Data listing

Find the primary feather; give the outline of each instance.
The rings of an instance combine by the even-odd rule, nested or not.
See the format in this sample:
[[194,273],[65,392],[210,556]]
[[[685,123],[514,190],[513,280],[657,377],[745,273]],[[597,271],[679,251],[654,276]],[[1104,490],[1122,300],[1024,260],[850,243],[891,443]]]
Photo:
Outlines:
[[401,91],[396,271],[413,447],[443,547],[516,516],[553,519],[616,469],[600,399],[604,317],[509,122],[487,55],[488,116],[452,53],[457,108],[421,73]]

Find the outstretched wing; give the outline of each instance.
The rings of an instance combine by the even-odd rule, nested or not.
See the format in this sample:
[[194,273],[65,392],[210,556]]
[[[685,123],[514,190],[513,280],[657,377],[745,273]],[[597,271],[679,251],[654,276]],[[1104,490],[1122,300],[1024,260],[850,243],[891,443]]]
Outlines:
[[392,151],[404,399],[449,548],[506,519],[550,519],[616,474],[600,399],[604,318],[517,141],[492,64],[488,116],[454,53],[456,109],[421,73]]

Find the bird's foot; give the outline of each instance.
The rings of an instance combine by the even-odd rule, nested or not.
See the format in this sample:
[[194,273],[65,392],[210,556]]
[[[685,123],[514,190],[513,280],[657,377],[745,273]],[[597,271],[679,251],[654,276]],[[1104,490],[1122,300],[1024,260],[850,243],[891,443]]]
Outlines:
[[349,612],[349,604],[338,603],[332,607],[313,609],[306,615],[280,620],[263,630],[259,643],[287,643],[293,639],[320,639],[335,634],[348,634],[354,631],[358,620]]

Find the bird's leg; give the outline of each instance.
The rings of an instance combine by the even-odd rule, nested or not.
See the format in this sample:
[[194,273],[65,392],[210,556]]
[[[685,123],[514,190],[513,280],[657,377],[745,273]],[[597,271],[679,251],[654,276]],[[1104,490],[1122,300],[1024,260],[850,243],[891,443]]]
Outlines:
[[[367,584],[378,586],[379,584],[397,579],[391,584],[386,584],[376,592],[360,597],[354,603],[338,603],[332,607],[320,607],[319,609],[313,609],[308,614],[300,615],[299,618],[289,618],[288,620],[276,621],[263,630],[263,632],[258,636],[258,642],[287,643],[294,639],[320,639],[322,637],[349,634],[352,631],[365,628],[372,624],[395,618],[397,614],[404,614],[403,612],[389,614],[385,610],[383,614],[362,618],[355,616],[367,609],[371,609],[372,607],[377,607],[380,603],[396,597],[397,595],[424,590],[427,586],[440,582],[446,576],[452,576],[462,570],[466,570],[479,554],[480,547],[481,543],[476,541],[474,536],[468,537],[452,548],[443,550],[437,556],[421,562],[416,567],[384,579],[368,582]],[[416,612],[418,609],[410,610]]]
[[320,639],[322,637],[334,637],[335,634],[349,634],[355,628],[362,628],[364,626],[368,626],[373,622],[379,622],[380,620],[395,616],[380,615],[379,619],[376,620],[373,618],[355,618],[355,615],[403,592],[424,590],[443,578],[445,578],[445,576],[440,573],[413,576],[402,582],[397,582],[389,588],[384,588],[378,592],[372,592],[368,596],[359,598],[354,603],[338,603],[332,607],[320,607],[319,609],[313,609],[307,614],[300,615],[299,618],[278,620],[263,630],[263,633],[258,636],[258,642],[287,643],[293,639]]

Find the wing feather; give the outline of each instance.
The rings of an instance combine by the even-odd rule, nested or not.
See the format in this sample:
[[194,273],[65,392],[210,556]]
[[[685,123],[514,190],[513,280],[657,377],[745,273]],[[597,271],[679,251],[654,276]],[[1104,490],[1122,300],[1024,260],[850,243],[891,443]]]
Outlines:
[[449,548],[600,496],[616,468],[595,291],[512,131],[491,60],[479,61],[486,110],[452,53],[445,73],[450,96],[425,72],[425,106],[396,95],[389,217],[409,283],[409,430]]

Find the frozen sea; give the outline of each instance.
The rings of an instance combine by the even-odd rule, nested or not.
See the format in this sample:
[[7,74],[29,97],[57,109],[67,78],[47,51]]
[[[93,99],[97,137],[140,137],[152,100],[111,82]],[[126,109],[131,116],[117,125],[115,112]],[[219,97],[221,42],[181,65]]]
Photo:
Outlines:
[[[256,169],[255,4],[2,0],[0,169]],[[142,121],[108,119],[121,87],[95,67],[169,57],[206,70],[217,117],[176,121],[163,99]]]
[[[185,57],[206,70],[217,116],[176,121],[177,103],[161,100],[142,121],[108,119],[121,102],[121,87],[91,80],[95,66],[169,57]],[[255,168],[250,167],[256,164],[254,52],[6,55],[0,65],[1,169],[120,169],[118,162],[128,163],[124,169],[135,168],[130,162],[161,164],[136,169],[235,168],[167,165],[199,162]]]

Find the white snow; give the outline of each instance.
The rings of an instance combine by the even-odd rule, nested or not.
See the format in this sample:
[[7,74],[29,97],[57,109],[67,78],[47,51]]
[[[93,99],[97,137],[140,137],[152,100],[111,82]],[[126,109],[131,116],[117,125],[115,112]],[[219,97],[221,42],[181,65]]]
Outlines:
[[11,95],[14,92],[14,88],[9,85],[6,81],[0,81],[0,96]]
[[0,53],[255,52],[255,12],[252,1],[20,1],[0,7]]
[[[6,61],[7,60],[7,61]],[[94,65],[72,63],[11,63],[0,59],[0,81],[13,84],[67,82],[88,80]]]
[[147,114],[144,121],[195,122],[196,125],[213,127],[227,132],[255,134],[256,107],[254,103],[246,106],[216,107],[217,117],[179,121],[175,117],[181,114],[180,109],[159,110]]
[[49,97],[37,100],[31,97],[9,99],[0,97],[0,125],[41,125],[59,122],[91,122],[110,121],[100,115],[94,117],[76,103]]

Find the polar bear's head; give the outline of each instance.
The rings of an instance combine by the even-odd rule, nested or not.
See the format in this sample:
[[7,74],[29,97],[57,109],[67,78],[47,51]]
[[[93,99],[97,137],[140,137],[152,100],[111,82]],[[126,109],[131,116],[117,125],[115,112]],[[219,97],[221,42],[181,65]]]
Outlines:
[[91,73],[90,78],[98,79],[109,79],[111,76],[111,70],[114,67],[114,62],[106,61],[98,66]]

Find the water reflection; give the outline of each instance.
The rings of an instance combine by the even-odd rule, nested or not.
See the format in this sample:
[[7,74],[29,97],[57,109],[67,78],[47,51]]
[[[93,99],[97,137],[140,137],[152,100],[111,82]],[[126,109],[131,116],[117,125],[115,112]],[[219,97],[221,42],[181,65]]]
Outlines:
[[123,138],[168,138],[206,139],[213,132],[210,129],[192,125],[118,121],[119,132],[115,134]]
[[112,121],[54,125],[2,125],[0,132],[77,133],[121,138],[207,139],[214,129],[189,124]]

• What is required
Please identify each line in the material above that contains the string "wing" and copy those lines out in full. The match is case-sensitive.

• Response to the task
Find the outstretched wing; give the outline of each instance.
Find the wing feather; give the outline of each instance.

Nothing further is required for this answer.